Saved entries
==*==
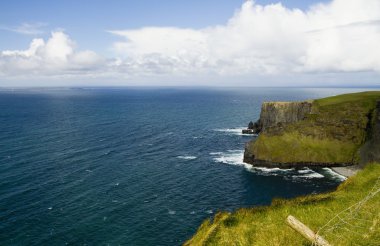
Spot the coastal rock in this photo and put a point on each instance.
(279, 113)
(330, 132)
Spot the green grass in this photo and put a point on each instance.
(333, 133)
(267, 226)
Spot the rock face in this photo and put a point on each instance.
(370, 152)
(274, 113)
(329, 132)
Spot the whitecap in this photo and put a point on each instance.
(234, 131)
(310, 175)
(334, 174)
(186, 157)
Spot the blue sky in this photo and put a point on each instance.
(215, 42)
(87, 20)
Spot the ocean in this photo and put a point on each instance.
(135, 166)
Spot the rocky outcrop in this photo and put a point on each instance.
(330, 132)
(370, 152)
(274, 113)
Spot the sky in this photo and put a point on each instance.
(308, 43)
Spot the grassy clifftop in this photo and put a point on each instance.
(331, 134)
(266, 225)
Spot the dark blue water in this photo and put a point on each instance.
(133, 166)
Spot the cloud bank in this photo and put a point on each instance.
(257, 41)
(56, 56)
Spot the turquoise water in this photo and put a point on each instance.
(134, 166)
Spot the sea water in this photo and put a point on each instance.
(134, 166)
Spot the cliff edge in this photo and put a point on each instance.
(336, 131)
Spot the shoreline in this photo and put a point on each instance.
(347, 171)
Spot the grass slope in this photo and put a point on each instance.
(332, 133)
(266, 225)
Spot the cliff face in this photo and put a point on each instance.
(324, 132)
(274, 113)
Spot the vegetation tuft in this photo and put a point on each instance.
(359, 225)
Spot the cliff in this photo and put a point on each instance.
(334, 131)
(275, 113)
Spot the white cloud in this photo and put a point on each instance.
(261, 45)
(56, 56)
(339, 36)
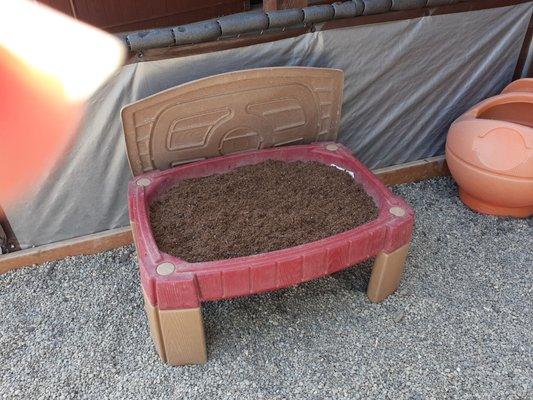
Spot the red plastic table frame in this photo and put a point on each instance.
(174, 288)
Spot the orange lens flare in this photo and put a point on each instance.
(36, 124)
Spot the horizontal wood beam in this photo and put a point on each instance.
(89, 244)
(111, 239)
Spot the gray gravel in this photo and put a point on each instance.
(460, 325)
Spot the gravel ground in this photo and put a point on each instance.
(460, 325)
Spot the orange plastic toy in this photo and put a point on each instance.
(489, 151)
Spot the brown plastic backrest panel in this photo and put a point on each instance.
(233, 112)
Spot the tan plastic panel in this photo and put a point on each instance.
(233, 112)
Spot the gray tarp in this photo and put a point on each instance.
(405, 82)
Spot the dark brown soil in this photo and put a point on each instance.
(257, 208)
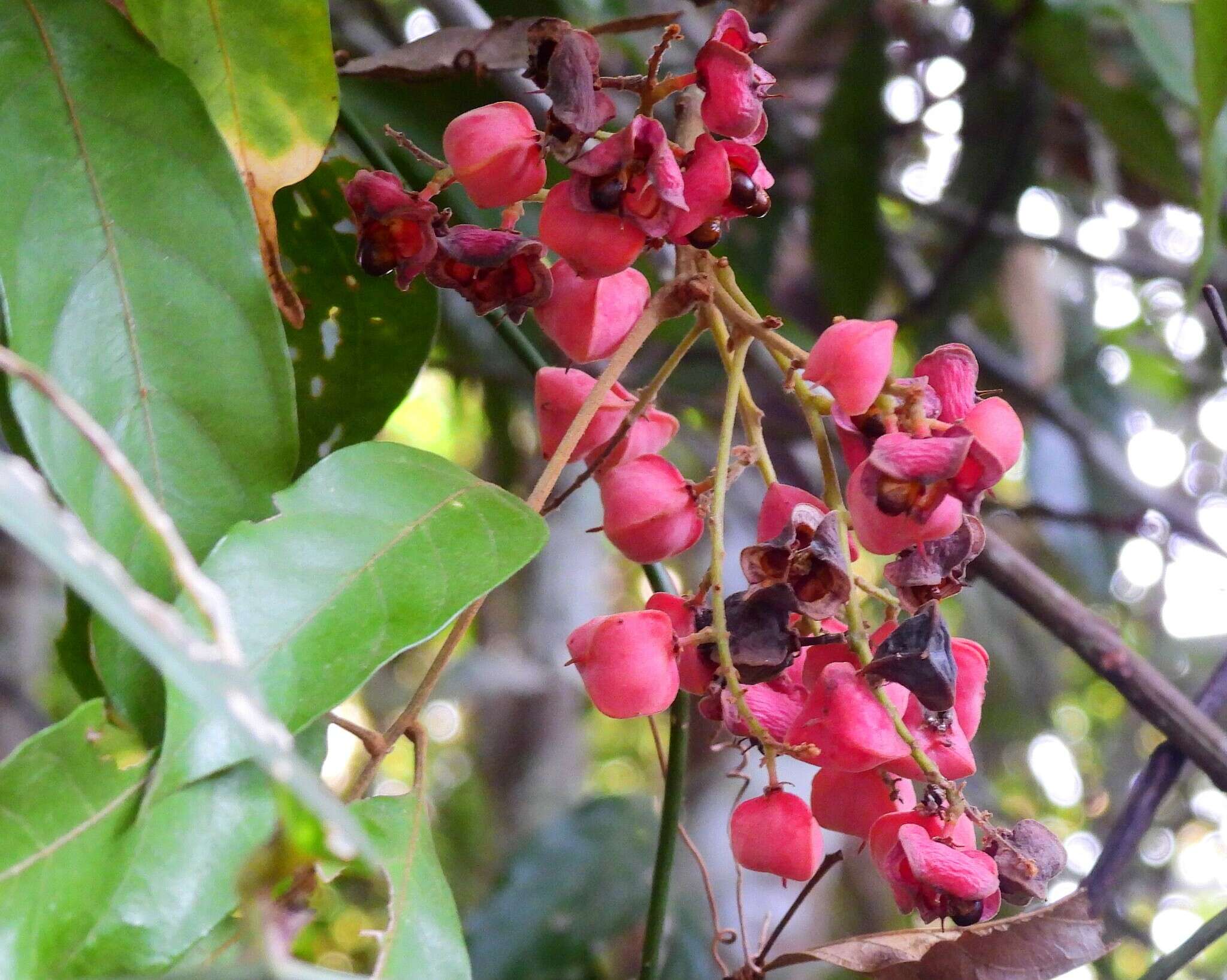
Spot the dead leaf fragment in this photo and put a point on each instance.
(501, 47)
(1033, 946)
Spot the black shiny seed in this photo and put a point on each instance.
(744, 192)
(761, 205)
(965, 912)
(707, 235)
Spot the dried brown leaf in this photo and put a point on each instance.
(1033, 946)
(501, 47)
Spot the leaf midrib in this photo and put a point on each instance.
(112, 249)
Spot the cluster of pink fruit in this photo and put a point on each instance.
(923, 452)
(632, 190)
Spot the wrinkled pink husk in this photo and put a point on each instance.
(643, 139)
(651, 512)
(588, 318)
(951, 371)
(846, 724)
(594, 244)
(627, 663)
(852, 803)
(557, 397)
(778, 836)
(852, 359)
(777, 508)
(495, 153)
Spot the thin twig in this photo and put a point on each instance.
(1209, 933)
(372, 741)
(1146, 795)
(204, 592)
(414, 150)
(1216, 311)
(1093, 639)
(647, 397)
(829, 863)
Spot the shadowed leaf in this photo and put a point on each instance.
(364, 340)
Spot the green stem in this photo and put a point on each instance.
(716, 576)
(667, 838)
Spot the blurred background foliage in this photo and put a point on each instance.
(1021, 176)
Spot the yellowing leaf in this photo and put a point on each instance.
(265, 72)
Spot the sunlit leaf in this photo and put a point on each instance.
(362, 341)
(1035, 946)
(131, 275)
(376, 549)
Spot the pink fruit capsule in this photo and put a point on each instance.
(594, 244)
(649, 433)
(974, 672)
(777, 508)
(590, 318)
(777, 834)
(651, 509)
(852, 359)
(888, 534)
(627, 663)
(852, 803)
(557, 395)
(495, 152)
(846, 723)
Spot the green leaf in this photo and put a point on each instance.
(1059, 43)
(267, 74)
(850, 249)
(374, 550)
(364, 340)
(1161, 31)
(1210, 72)
(68, 796)
(582, 880)
(132, 276)
(193, 666)
(424, 940)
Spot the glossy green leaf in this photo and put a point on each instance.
(67, 797)
(90, 888)
(1210, 72)
(267, 74)
(846, 235)
(364, 340)
(376, 549)
(422, 940)
(193, 667)
(131, 274)
(579, 880)
(1059, 43)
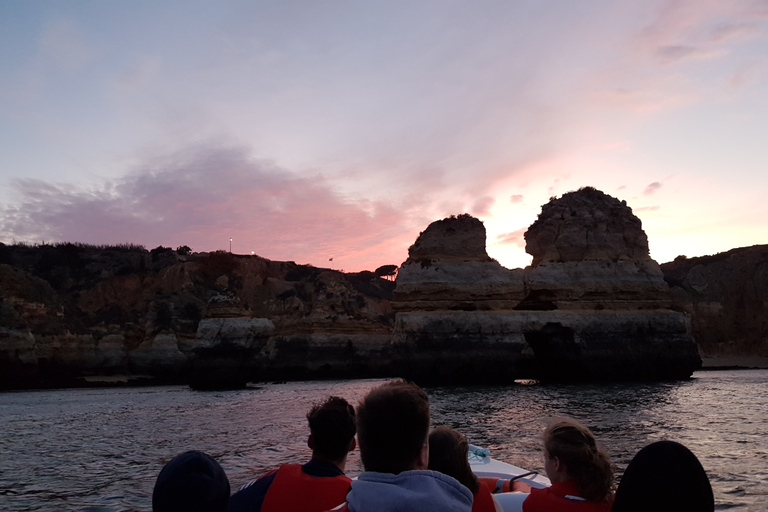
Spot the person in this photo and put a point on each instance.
(448, 453)
(579, 470)
(191, 482)
(320, 483)
(392, 429)
(664, 476)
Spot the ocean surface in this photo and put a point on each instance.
(101, 449)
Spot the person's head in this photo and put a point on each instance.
(664, 477)
(392, 428)
(332, 430)
(191, 482)
(571, 452)
(448, 451)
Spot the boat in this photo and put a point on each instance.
(483, 465)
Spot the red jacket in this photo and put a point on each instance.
(482, 501)
(562, 497)
(294, 491)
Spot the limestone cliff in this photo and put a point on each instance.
(593, 305)
(590, 252)
(75, 313)
(448, 268)
(727, 298)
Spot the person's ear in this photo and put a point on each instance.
(424, 457)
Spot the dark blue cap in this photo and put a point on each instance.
(191, 482)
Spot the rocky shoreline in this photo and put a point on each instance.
(592, 306)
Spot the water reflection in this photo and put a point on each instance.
(102, 449)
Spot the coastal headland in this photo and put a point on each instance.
(593, 306)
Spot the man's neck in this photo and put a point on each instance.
(342, 464)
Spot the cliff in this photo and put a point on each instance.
(73, 314)
(726, 296)
(593, 305)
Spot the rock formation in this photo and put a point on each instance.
(75, 315)
(593, 306)
(448, 268)
(727, 298)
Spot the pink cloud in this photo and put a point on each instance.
(675, 53)
(514, 238)
(652, 188)
(482, 205)
(205, 196)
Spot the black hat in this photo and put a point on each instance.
(191, 482)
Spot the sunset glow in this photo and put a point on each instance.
(307, 131)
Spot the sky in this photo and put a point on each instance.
(332, 133)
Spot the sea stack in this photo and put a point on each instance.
(593, 306)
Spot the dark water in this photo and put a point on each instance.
(100, 450)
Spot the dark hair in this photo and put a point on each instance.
(392, 426)
(664, 476)
(191, 482)
(584, 461)
(448, 451)
(332, 424)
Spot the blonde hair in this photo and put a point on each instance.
(448, 451)
(589, 466)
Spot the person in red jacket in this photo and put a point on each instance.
(579, 470)
(448, 450)
(319, 484)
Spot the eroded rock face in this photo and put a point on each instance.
(460, 238)
(70, 313)
(448, 268)
(590, 252)
(727, 298)
(586, 225)
(593, 306)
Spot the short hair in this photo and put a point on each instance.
(392, 426)
(333, 427)
(576, 447)
(191, 482)
(448, 450)
(664, 476)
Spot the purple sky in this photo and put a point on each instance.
(315, 130)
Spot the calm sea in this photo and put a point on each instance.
(101, 449)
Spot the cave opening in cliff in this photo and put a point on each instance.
(557, 355)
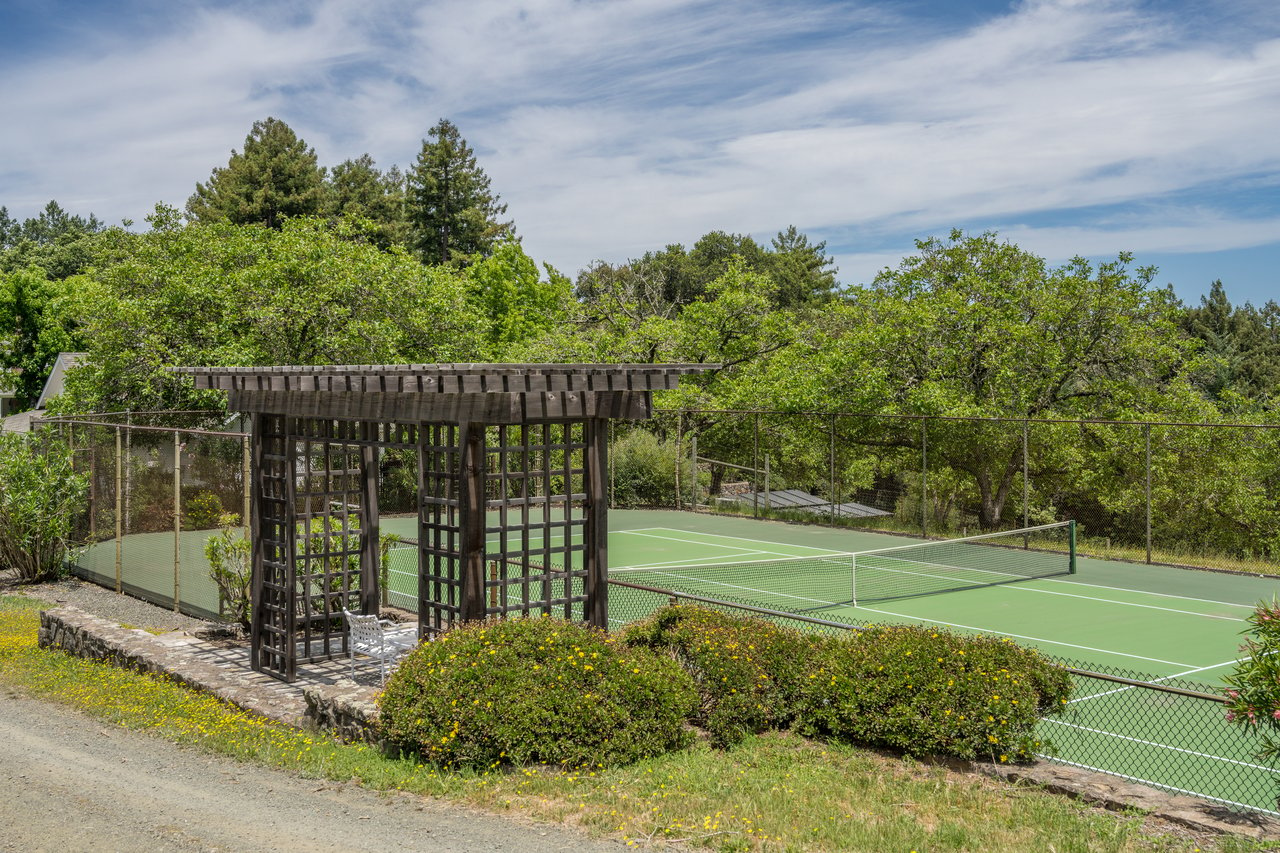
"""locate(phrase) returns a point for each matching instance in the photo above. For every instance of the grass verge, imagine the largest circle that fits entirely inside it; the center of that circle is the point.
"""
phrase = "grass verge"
(773, 793)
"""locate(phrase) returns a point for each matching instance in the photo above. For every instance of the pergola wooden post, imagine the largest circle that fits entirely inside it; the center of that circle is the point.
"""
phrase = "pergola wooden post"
==*==
### Task requirements
Reply with nothing but a number. State how many lines in the records hold the word "that".

### Response
2